**** Articolo

Ma sulla fedina penale dell’ormai anziano
imprenditore, come si definisce, pendono alcune condanne. Tra queste una
risalente al 1992 e confermata di recente a quattro anni di reclusione per
estorsione, e un’altra, di tre anni e mezzo, per i rapporti intercorsi con la
Magliana. Per il giudice Otello Lupacchini, inoltre, «Nicoletti funziona[va]
come una banca, nel senso che svolge[va] un’attività di depositi e prestiti e
attraverso una serie di operazioni di oculato reinvestimento moltiplica[va] i
capitali investiti dell’organizzazione».
Già proprietario della villa romana di via Porta
Ardeatina che, una volta confiscata, è diventata la Casa del Jazz, Enrico
Nicoletti viene dal basso e si affaccia alla vita adulta vestendo la divisa di
carabiniere. Ma la sua vera carriera non contempla stellette militari e inizia
ormai quasi mezzo secolo fa facendo fruttare il denaro affidatogli da gente del
suo quartiere, Centocelle. A lui si rivolge anche il già citato Flavio Carboni
(http://domani.arcoiris.tv/?p=3277) e, dopo gli esordi della borgata, arriva a far
circolare un sacco di denaro con prestiti dagli interessi esorbitanti e a
maneggiare assegni dello Ior, l’Istituto per le opere di religione vaticano,
passando per concessionarie d’auto che gli procurano denunce varie. Ma ciò non
gli ha impedito di coltivare amicizie con magistrati (come Claudio Vitalone, ma
anche con suo fratello Wilfredo, di professione avvocato), politici
democristiani e socialisti di primo piano (da Giulio Andreotti a Salvo Andò) e
uomini di tonaca.
Le conoscenze altolocate non cancellano però il fatto
che parte del denaro che Nicoletti maneggiò proveniva dal gruppo dei Testaccini
perché fosse ripulito. A presentarlo alla “bandaccia” capitolina era stato
negli anni settanta Danilo Abbruciati – morto nel 1982 durante il tentato
omicidio di Roberto Rosone, vicepresidente del Banco Ambrosiano di Roberto
Calvi –, ai tempi del clan dei Marsigliesi di Albert Bergamelli. In quel
periodo e ancora nel decennio successivo, sor Enrico – come Nicoletti era chiamato – è entrato e uscito dal
carcere più volte per reati che da minori sono andati in un crescendo arrivando
a comprendere il sospetto che fosse il mandante di un delitto.
Anche dopo il tracollo della mala romana d’inizio anni
Ottanta, Nicoletti aveva continuato ad avere rapporti con De Pedis, per quanto
nel periodo che precedette l’omicidio di Renatino fosse stato allontanato dalla cerchia dei fidati. Un
po’ per un’intemperanza di Tony, uno dei quattro figli di Nicoletti (finito
qualche anno fa con il fratello Massimo nel mirino della magistratura
napoletana per presunti rapporti con i casalesi), di fronte a un debito di
gioco da saldare: per evitare di pagare, aveva sbruffoneggiato minacciando
l’intervento di De Pedis e sperando di intimidire i creditori. Un altro po’
anche per la mancanza d’azione che l’uomo d’“affari” aveva nell’investire il
denaro del boss.

********

- [Consegna] Secondo l'articolo, che cosa è diventata la villa romana di via Porta Ardeatina dopo essere stata confiscata?

**** Righe elencate

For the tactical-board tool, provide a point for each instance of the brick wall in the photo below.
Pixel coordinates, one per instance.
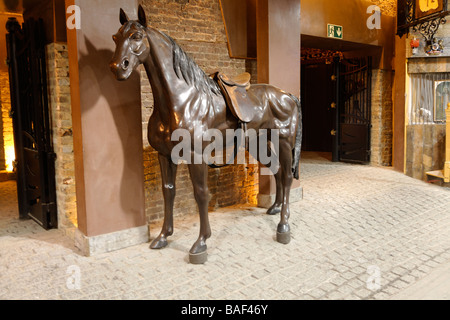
(198, 28)
(388, 7)
(381, 133)
(61, 112)
(6, 125)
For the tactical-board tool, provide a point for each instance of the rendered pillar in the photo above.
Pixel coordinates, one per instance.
(279, 53)
(107, 128)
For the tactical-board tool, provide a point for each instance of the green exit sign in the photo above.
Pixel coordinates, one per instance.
(335, 31)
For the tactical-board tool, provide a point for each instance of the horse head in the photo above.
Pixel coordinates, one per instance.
(132, 45)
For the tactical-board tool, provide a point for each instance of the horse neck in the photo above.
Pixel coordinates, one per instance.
(166, 86)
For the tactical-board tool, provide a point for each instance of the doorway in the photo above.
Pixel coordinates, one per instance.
(336, 100)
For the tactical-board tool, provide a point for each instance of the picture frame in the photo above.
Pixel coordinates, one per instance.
(441, 99)
(426, 8)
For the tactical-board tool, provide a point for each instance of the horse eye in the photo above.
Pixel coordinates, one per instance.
(137, 36)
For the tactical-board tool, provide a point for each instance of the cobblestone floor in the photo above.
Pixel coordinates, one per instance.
(361, 232)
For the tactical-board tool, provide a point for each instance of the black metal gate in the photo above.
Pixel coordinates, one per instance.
(35, 159)
(353, 114)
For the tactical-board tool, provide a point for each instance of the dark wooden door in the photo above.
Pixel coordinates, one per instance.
(35, 158)
(317, 98)
(354, 109)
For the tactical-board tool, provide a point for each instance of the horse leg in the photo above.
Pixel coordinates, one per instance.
(286, 178)
(168, 175)
(199, 177)
(276, 207)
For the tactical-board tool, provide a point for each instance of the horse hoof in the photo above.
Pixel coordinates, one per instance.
(198, 258)
(284, 238)
(159, 243)
(273, 211)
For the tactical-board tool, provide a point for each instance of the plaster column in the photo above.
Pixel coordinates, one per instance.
(279, 53)
(107, 130)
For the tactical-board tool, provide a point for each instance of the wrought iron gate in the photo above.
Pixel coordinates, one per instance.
(35, 159)
(354, 109)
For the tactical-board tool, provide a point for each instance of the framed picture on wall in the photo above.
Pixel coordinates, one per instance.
(428, 7)
(441, 99)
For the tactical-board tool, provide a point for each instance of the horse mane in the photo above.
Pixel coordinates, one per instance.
(186, 68)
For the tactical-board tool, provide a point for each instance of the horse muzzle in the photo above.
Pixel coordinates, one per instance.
(120, 70)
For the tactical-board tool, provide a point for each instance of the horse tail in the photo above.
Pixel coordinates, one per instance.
(298, 140)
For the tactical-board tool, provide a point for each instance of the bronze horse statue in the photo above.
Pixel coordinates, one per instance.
(186, 98)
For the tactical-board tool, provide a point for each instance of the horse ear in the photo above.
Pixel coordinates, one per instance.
(123, 17)
(142, 17)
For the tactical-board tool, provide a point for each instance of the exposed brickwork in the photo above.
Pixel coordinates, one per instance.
(61, 109)
(198, 28)
(6, 126)
(381, 134)
(388, 7)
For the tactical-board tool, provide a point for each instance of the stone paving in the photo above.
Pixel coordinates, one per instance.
(361, 232)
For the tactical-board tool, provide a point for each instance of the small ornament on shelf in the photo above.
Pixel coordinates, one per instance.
(415, 43)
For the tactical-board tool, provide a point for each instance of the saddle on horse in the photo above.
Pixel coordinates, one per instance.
(236, 95)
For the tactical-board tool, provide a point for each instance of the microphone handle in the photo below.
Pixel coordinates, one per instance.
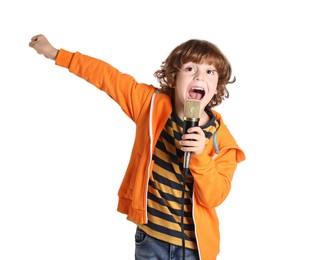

********

- [Risposta] È diventata la Casa del Jazz.